Work to be completed: Repeat the listing below word for word, starting with the line that contains "Task: kindly identify the pigeon standing" and going on through the line that contains "Target: pigeon standing on sand", with both of those lines included.

Task input:
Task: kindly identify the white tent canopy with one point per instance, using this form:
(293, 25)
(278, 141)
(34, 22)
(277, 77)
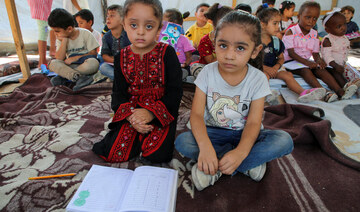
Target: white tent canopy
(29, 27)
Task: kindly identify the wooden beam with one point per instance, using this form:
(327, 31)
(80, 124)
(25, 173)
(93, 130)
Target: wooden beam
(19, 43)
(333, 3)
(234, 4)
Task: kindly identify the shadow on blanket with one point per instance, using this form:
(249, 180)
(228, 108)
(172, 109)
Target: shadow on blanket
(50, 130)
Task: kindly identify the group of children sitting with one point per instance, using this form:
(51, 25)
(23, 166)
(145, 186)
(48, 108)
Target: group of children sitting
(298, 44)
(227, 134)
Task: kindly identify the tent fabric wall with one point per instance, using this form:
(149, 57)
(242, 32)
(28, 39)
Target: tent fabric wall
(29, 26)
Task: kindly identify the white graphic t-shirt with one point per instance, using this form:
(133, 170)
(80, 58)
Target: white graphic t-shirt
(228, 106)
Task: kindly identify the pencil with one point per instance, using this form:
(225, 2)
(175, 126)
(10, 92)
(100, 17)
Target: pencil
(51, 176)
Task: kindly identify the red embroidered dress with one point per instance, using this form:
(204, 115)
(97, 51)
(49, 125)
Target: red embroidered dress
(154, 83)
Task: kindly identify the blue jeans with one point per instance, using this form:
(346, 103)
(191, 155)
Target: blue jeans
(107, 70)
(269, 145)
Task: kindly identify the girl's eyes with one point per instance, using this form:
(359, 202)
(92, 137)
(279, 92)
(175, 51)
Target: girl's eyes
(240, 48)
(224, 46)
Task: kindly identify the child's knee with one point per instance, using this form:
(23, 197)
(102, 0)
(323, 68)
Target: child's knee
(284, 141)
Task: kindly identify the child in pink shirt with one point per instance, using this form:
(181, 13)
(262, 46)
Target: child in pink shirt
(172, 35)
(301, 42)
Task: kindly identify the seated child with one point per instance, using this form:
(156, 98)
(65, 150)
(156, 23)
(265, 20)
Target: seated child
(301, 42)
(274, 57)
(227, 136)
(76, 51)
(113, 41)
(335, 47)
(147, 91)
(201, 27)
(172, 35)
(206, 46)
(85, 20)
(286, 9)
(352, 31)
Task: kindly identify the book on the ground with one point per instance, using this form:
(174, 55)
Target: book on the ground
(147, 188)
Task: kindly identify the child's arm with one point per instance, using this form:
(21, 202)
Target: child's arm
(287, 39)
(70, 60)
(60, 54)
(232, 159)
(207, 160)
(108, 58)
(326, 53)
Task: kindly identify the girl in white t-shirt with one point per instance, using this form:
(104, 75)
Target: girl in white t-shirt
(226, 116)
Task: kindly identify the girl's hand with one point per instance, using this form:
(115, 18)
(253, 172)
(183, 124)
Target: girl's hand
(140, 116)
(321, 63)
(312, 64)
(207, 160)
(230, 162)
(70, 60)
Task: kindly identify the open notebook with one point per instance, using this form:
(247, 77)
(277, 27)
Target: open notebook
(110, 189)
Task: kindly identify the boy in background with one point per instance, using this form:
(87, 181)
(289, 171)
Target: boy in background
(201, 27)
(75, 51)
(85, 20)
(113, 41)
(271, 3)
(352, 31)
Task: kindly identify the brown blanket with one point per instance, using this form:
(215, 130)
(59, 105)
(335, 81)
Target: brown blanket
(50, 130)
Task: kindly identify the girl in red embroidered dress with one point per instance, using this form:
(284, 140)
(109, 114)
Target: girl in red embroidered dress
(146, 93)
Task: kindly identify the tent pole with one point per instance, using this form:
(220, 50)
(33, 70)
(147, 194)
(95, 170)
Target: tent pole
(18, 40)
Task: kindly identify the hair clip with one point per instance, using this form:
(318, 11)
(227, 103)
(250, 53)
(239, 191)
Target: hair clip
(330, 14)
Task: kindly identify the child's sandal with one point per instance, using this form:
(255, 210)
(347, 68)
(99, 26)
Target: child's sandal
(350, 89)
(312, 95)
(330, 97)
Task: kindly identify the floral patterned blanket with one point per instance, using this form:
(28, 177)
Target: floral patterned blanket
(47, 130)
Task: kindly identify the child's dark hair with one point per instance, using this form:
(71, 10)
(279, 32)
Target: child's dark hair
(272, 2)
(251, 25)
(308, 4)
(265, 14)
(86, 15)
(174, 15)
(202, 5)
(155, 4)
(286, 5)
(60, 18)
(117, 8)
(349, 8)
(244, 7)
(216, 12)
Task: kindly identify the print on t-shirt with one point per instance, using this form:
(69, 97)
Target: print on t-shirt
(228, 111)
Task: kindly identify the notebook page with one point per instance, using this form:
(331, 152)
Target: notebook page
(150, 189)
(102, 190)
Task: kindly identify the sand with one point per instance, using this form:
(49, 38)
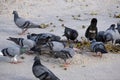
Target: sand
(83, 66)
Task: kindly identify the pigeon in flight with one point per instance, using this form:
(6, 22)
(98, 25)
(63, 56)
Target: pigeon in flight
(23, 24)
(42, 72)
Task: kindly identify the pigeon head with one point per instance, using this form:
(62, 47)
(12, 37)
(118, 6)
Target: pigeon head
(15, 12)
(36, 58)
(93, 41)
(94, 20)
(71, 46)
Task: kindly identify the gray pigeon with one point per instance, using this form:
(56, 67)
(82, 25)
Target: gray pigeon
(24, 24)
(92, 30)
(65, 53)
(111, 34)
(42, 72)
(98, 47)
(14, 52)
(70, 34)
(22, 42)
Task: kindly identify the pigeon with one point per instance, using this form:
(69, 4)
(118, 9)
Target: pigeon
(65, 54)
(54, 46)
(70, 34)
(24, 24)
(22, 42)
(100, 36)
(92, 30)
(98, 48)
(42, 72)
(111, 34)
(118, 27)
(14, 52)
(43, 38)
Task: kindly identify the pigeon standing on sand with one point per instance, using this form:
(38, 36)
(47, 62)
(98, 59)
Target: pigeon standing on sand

---

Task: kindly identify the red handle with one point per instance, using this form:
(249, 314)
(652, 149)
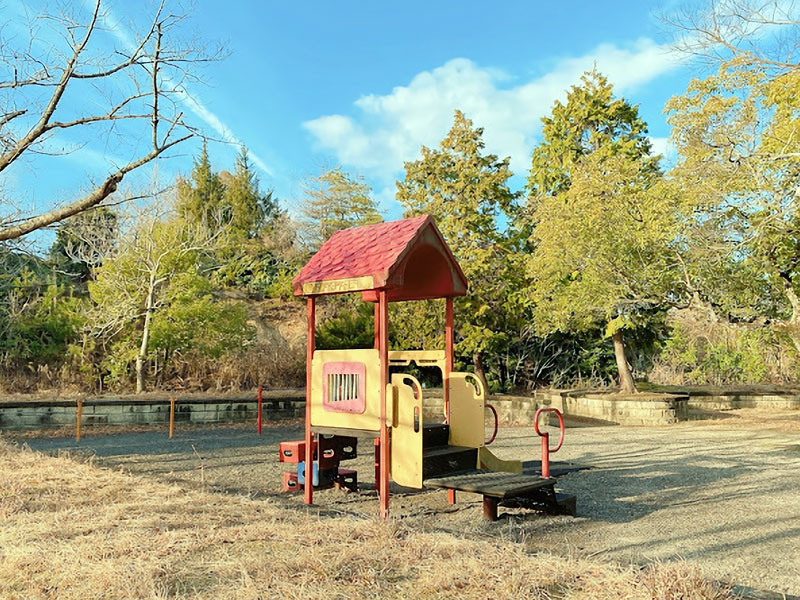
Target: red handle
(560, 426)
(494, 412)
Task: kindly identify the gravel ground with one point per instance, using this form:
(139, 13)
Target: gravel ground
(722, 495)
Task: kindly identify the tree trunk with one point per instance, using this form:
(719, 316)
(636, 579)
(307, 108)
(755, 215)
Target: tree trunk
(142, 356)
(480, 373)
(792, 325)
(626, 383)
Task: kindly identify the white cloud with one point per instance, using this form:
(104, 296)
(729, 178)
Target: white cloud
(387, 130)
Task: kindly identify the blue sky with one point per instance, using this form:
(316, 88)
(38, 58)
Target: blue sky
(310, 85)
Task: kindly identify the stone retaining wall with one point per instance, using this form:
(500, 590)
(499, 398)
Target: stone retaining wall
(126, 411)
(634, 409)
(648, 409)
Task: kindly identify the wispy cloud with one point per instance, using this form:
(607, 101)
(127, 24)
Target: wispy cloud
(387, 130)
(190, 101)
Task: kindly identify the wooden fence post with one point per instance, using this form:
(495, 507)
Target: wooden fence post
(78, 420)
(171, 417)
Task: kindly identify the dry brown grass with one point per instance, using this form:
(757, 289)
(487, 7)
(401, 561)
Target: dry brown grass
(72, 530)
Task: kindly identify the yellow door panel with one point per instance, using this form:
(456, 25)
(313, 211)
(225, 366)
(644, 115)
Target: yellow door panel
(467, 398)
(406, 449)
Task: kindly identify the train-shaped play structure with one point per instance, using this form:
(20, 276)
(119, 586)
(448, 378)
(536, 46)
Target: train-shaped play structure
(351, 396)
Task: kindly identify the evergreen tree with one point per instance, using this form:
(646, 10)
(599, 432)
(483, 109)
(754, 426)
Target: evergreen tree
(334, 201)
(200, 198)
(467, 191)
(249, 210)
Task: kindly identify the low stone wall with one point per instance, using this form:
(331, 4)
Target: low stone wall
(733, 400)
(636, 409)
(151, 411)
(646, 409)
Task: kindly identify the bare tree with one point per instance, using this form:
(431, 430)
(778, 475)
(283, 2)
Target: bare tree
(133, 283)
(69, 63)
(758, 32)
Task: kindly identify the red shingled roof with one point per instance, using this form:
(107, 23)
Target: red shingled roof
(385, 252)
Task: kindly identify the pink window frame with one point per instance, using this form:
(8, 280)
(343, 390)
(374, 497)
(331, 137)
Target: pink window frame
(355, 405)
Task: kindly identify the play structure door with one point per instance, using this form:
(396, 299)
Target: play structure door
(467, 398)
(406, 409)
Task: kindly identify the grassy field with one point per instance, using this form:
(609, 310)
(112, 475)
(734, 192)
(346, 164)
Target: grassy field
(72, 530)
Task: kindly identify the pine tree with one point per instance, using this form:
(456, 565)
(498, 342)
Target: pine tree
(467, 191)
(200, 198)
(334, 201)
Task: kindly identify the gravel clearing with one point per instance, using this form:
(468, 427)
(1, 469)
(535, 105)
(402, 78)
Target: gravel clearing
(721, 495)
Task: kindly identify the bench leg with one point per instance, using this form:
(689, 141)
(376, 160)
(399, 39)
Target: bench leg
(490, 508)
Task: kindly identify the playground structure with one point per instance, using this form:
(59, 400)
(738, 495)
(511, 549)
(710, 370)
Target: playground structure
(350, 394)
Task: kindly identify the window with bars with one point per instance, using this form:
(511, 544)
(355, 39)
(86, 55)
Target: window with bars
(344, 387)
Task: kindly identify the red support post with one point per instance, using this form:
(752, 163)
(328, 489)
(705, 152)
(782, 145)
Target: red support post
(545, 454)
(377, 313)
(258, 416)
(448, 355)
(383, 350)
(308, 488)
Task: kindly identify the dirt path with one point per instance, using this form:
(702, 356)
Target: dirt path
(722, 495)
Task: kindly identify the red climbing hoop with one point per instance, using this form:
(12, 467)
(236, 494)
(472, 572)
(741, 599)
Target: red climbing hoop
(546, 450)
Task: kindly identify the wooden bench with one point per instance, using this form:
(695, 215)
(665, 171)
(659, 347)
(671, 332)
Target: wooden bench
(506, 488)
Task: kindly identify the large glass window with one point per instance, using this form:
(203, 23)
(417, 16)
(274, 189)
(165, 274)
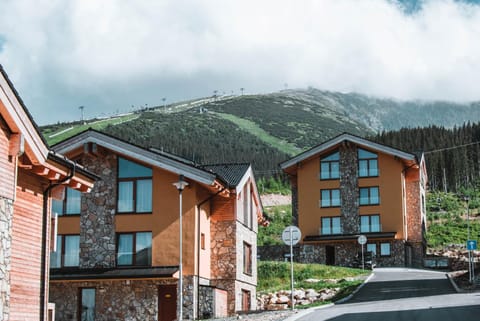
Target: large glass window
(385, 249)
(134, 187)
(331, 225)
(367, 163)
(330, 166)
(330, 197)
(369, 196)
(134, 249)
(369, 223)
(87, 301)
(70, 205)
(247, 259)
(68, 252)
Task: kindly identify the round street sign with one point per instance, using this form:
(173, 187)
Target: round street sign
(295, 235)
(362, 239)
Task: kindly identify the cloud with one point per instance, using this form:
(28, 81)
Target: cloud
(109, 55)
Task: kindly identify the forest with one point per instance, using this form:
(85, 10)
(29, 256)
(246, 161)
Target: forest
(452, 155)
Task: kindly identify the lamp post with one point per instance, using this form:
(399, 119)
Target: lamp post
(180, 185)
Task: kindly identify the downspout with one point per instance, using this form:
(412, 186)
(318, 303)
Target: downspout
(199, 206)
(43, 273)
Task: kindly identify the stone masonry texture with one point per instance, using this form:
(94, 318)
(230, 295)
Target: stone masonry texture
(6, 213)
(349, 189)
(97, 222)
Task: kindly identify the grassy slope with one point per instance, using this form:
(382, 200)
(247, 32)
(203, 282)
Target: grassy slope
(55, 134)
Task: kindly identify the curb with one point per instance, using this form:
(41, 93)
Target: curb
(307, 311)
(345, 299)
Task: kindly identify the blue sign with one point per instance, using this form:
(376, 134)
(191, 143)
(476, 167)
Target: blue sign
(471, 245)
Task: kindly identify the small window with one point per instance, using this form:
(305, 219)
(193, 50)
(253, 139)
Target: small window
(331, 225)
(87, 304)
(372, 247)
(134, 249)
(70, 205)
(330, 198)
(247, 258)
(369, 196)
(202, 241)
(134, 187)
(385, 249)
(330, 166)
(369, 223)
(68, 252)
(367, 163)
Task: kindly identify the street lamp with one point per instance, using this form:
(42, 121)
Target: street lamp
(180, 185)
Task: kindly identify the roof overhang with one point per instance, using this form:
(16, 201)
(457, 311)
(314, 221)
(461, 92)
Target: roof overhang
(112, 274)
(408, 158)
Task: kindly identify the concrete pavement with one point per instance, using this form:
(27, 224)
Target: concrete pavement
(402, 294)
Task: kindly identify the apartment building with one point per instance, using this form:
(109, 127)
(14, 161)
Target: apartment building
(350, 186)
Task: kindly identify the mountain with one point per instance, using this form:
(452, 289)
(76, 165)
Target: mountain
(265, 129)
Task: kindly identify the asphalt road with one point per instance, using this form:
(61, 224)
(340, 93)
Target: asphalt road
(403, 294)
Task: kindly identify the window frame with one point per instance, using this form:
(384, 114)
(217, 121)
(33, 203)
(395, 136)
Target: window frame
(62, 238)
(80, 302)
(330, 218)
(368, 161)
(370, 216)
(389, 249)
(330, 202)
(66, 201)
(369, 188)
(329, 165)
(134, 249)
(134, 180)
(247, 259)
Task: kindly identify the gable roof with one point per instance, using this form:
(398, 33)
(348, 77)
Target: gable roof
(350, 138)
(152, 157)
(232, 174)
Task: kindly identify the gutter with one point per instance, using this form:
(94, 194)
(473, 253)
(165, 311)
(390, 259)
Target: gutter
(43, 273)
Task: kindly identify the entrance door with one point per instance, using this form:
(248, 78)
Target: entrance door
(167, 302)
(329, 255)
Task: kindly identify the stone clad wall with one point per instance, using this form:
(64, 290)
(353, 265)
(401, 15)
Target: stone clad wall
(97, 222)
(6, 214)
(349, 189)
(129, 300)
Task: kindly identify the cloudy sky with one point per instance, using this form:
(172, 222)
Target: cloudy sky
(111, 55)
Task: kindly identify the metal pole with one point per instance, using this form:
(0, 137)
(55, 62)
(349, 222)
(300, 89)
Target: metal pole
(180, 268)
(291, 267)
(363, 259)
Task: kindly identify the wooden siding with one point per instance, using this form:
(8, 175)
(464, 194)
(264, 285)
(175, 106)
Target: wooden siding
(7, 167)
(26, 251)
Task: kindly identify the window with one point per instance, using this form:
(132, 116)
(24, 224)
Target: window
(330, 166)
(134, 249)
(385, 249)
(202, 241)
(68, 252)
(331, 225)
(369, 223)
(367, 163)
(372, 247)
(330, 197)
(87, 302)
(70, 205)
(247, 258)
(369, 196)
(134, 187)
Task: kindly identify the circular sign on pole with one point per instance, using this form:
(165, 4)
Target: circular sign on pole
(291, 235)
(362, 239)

* * *

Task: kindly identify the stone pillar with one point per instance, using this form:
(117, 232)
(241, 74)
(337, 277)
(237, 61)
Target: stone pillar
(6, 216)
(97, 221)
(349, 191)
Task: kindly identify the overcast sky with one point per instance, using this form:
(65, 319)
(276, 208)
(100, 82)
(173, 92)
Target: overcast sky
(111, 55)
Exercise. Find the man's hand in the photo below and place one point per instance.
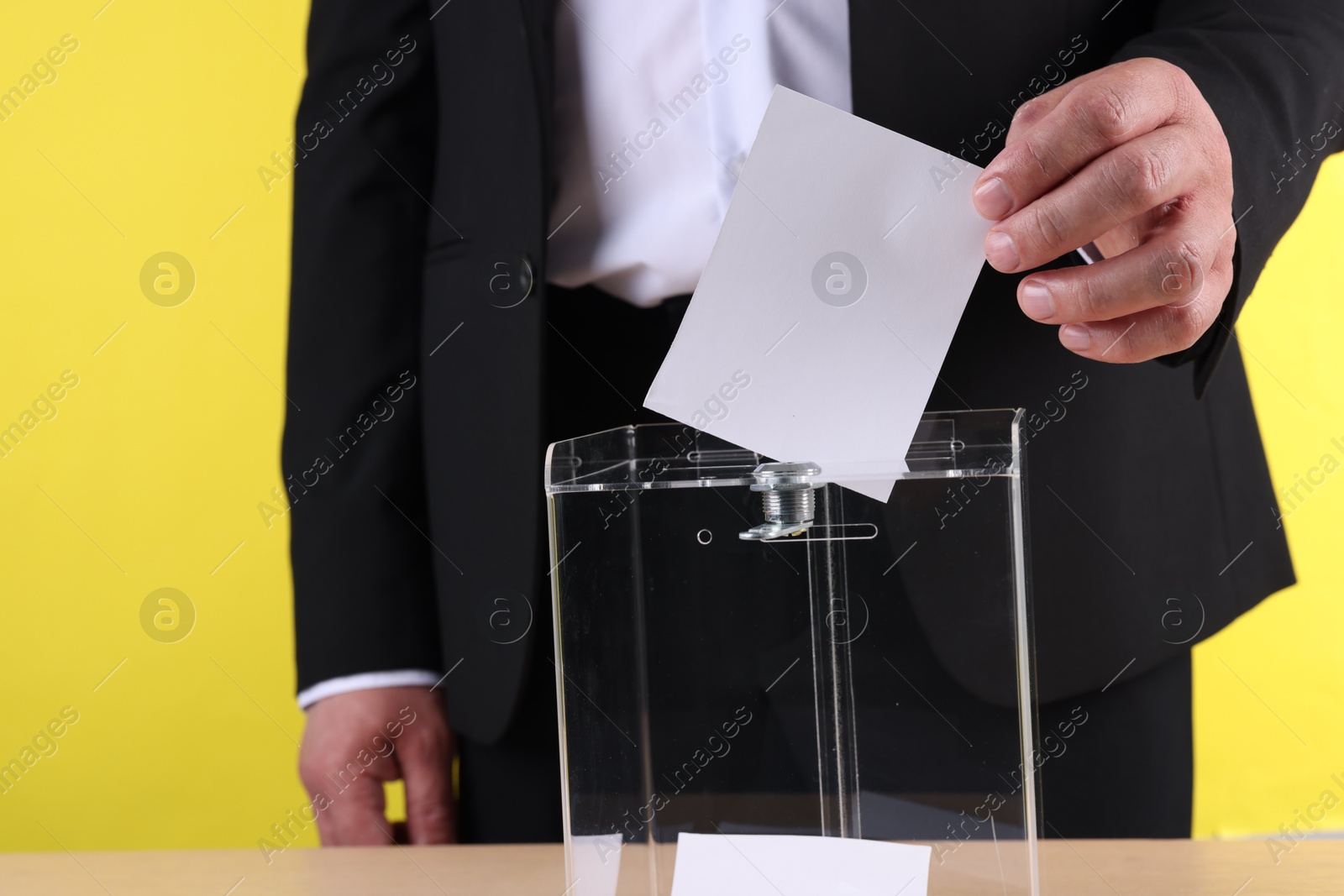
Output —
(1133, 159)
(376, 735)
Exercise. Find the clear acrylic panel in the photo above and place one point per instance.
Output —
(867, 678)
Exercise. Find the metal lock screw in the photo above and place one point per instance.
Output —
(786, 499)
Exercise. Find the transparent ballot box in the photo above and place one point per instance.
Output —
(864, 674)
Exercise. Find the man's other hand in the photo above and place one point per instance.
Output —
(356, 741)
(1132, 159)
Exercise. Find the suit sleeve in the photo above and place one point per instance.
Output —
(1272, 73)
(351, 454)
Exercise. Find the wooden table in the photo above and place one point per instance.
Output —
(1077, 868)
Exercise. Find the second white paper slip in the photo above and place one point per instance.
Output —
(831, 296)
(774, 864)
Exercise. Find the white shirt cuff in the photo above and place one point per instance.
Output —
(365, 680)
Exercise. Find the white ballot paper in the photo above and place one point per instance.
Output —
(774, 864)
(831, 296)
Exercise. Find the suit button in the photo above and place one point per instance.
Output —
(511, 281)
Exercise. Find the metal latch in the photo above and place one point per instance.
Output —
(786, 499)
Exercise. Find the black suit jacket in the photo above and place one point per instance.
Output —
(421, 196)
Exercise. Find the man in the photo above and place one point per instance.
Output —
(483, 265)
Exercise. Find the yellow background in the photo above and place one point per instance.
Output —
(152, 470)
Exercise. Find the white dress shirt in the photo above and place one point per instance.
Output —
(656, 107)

Solution:
Task: kindly identify the pigeon standing on sand with one point per instance, using this form:
(38, 36)
(47, 62)
(98, 59)
Target: pigeon standing on sand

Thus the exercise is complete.